[Named object pointing entries]
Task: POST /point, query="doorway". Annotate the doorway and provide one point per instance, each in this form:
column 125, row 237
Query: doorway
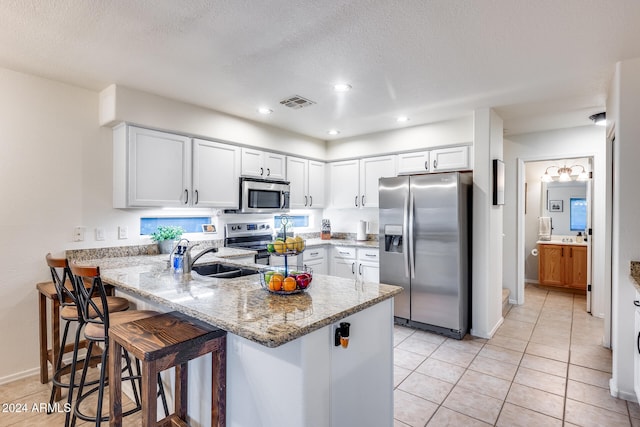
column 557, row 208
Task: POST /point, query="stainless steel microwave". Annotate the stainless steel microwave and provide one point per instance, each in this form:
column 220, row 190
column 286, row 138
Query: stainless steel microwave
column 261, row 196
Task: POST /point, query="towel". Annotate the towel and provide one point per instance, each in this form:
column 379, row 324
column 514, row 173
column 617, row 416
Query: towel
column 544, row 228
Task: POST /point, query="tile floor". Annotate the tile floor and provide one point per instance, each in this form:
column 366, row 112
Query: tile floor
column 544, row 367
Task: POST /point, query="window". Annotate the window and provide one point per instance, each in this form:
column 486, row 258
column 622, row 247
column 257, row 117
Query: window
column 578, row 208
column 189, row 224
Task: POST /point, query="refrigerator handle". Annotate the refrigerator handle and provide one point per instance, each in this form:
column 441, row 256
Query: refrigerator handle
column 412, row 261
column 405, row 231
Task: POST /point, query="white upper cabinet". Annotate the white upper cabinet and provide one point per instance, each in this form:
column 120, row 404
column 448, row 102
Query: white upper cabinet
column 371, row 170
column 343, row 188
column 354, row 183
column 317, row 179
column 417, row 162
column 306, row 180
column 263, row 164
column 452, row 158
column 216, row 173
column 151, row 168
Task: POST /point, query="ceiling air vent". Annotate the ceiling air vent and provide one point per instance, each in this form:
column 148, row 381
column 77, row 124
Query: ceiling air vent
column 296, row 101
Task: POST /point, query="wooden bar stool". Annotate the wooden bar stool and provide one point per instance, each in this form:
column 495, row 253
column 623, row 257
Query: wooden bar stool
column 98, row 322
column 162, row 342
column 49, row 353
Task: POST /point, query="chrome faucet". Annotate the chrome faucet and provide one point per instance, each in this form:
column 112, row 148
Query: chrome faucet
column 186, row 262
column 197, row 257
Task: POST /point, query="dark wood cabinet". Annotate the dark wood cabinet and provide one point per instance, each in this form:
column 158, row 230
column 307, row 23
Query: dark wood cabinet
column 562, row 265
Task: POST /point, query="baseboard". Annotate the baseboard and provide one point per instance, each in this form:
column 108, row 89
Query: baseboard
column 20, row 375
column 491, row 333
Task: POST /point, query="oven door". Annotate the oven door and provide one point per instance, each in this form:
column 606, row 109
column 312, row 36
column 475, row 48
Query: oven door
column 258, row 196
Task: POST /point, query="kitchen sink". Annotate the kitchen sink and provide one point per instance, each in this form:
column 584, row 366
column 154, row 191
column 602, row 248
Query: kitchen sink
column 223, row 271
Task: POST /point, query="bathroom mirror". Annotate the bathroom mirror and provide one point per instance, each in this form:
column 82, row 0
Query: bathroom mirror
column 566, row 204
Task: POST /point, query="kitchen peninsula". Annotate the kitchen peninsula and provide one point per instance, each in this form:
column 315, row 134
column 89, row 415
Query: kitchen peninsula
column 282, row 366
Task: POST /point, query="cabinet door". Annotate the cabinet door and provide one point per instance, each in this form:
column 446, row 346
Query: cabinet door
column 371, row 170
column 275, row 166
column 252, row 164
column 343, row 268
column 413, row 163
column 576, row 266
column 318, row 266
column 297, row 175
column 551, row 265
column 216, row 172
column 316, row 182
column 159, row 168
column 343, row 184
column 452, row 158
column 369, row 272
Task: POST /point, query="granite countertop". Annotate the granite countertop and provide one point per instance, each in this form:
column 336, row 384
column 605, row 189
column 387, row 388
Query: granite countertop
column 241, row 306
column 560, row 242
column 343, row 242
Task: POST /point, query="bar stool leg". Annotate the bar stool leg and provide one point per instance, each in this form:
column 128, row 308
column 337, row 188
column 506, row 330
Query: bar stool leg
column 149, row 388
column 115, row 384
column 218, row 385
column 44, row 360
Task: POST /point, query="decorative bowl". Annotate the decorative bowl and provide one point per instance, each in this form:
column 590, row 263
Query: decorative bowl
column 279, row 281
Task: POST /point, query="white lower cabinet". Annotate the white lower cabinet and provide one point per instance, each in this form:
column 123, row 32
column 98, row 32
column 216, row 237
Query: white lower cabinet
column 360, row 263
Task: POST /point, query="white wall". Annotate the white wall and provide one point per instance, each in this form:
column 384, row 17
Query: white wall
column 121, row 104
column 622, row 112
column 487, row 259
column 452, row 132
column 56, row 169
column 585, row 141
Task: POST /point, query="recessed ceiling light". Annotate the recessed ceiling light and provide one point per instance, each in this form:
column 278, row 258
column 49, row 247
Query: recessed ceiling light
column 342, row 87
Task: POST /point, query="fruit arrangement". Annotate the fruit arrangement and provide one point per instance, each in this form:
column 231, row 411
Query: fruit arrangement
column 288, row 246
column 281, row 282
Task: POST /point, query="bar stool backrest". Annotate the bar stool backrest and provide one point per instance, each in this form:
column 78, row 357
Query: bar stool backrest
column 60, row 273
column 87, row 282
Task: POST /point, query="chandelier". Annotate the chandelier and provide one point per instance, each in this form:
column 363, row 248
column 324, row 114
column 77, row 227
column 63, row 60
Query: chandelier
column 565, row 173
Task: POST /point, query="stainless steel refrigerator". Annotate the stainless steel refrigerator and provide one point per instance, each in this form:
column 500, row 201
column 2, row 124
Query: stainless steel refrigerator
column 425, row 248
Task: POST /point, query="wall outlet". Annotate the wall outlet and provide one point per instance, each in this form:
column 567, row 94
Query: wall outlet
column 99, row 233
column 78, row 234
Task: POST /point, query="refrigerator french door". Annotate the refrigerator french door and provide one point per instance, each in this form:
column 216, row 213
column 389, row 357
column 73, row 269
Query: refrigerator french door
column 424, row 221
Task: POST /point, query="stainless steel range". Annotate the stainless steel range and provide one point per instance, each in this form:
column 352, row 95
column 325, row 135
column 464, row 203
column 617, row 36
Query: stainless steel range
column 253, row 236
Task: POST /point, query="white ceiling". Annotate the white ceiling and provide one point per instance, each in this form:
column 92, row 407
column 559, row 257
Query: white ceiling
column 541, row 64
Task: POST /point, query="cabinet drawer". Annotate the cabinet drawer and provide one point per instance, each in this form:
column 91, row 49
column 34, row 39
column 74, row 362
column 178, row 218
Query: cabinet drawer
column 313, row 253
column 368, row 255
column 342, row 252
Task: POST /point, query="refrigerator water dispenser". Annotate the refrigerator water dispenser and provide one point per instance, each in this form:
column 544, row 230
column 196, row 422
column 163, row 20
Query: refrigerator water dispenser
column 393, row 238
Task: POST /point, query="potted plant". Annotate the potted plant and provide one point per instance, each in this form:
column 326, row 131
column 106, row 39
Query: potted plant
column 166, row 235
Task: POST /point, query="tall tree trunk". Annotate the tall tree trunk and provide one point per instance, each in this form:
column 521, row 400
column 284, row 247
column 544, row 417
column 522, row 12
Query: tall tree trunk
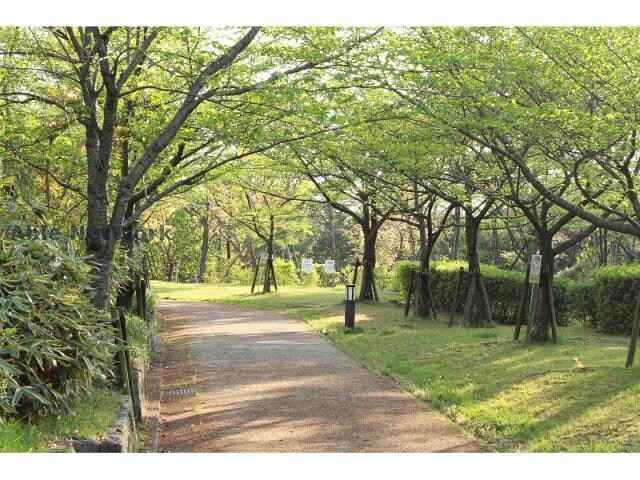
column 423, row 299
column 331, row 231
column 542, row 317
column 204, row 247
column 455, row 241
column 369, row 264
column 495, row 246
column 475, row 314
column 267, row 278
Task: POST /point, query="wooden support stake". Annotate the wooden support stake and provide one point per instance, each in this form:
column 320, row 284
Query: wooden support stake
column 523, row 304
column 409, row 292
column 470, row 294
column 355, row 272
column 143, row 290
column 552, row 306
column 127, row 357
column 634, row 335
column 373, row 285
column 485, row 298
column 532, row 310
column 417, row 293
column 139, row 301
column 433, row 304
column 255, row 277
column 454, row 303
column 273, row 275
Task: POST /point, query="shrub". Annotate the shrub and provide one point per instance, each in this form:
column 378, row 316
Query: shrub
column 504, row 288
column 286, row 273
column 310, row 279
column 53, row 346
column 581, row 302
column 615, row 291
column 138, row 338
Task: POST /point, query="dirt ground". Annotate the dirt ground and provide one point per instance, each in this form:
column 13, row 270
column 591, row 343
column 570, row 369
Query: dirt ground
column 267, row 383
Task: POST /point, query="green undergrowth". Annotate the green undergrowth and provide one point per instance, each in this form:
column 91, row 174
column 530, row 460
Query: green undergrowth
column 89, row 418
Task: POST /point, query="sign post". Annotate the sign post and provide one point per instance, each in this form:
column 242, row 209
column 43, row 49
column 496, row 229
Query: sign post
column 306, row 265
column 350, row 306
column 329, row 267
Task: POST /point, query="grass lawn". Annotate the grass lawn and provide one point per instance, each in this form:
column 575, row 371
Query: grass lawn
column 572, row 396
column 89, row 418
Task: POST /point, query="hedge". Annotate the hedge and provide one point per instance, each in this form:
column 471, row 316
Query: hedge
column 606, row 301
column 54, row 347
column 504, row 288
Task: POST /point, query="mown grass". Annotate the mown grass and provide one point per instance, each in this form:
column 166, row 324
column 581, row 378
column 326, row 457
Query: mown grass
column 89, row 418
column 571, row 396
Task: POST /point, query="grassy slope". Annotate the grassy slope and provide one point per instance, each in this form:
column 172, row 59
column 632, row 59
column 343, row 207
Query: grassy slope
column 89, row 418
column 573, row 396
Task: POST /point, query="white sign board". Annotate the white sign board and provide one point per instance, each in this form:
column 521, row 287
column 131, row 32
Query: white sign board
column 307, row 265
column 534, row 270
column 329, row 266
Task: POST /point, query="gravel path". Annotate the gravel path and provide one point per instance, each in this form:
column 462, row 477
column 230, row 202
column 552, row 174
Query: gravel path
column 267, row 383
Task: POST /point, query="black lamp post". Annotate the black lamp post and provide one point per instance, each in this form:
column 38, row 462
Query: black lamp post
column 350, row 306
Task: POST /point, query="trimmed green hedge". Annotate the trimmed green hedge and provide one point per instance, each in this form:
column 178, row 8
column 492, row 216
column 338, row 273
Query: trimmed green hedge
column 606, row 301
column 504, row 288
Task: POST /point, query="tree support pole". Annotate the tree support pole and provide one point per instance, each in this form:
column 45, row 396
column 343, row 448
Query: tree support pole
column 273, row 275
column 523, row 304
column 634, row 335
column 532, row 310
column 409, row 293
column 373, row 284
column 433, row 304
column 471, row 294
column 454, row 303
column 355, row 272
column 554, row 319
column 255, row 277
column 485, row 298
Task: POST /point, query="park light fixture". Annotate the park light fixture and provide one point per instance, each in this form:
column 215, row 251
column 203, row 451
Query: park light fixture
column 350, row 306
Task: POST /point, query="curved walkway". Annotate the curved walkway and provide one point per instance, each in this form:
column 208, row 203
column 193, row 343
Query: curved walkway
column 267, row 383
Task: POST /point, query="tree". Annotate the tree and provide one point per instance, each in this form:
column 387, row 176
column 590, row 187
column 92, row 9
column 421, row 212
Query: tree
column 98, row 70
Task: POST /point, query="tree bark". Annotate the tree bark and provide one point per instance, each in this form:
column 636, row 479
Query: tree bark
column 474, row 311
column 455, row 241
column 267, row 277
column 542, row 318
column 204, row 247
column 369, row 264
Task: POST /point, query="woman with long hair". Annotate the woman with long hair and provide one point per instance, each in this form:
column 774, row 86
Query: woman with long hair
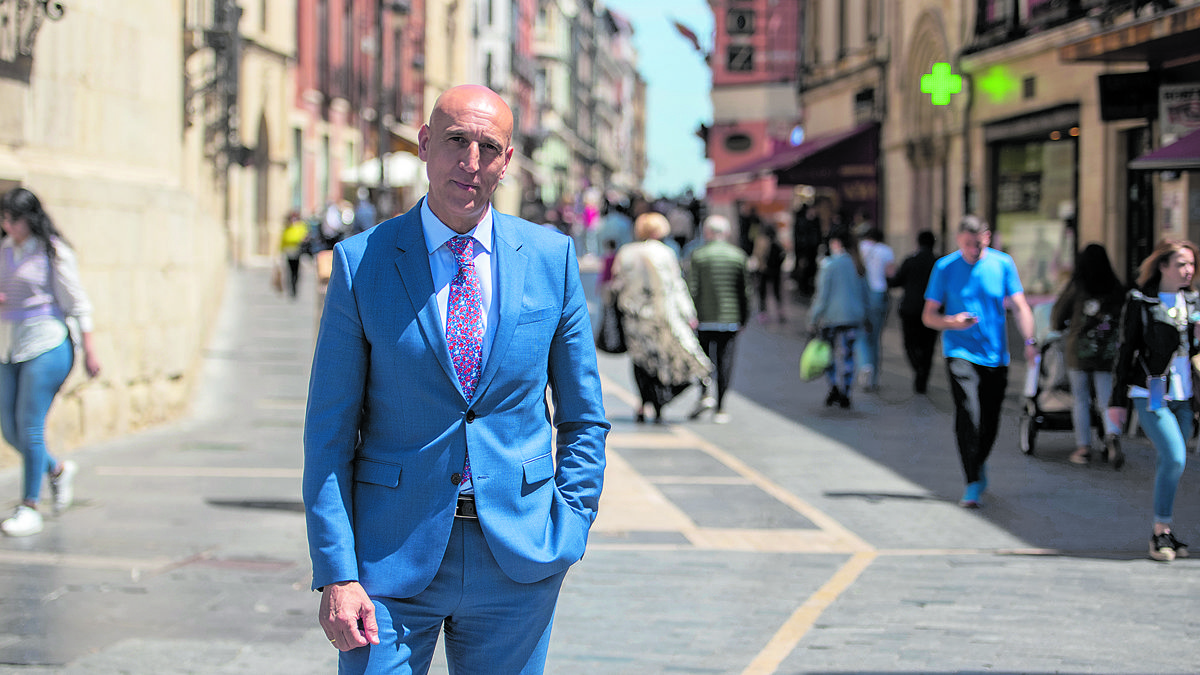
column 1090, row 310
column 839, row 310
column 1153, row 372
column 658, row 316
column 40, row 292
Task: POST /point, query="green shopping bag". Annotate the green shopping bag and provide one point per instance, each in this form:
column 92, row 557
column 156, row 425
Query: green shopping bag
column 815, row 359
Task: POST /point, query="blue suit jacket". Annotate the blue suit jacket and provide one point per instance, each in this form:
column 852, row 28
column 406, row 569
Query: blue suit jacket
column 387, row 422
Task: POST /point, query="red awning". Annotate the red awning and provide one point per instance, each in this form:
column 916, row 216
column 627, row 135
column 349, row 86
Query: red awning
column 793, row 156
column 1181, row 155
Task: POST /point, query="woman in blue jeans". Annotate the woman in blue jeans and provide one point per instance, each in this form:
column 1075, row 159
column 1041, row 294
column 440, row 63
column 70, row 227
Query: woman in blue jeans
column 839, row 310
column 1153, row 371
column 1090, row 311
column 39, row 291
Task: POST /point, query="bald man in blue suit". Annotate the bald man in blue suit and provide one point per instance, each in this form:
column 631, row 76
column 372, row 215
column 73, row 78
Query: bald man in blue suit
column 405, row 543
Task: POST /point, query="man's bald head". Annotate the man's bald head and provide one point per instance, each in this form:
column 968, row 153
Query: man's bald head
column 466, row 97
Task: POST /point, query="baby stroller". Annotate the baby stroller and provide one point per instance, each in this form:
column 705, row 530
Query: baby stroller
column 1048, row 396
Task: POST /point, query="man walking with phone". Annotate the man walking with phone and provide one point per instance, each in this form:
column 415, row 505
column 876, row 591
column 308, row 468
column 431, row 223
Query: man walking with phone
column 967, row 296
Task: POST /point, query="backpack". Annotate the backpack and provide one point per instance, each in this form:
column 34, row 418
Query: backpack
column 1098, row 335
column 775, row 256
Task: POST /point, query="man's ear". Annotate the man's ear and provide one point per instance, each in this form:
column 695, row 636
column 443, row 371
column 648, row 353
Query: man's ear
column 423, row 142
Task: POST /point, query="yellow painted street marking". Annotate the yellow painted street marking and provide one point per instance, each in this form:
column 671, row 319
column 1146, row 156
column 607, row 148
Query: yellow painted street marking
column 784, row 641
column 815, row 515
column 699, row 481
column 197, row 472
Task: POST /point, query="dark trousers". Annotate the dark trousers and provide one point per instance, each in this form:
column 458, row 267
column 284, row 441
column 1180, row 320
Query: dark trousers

## What the task asks
All lines from the one that contains "Annotate the backpack" through the end of the material are to be quoted exactly, with both ends included.

## Written response
Task: POST /point, query="backpack". Annotate the backpack and provide one point per instance, each in this form:
column 34, row 418
Query: backpack
column 1098, row 335
column 775, row 256
Task: POST /point, query="man's ear". Annotate the man's ear and provide one point per instance, each in this form:
column 695, row 636
column 443, row 371
column 648, row 353
Query: man's ear
column 423, row 142
Task: POST /point, query="yellow painted street marking". Annotate the yellow painted street marking and provide one point per instance, each in this form:
column 671, row 319
column 1146, row 156
column 607, row 148
Query: yellow painted street marking
column 784, row 641
column 815, row 515
column 699, row 481
column 197, row 472
Task: POST /point, query="dark trousers". Annotate the dark trousers and provide one point per instance, each in this form:
column 458, row 267
column 284, row 441
column 1180, row 320
Query: dark trousers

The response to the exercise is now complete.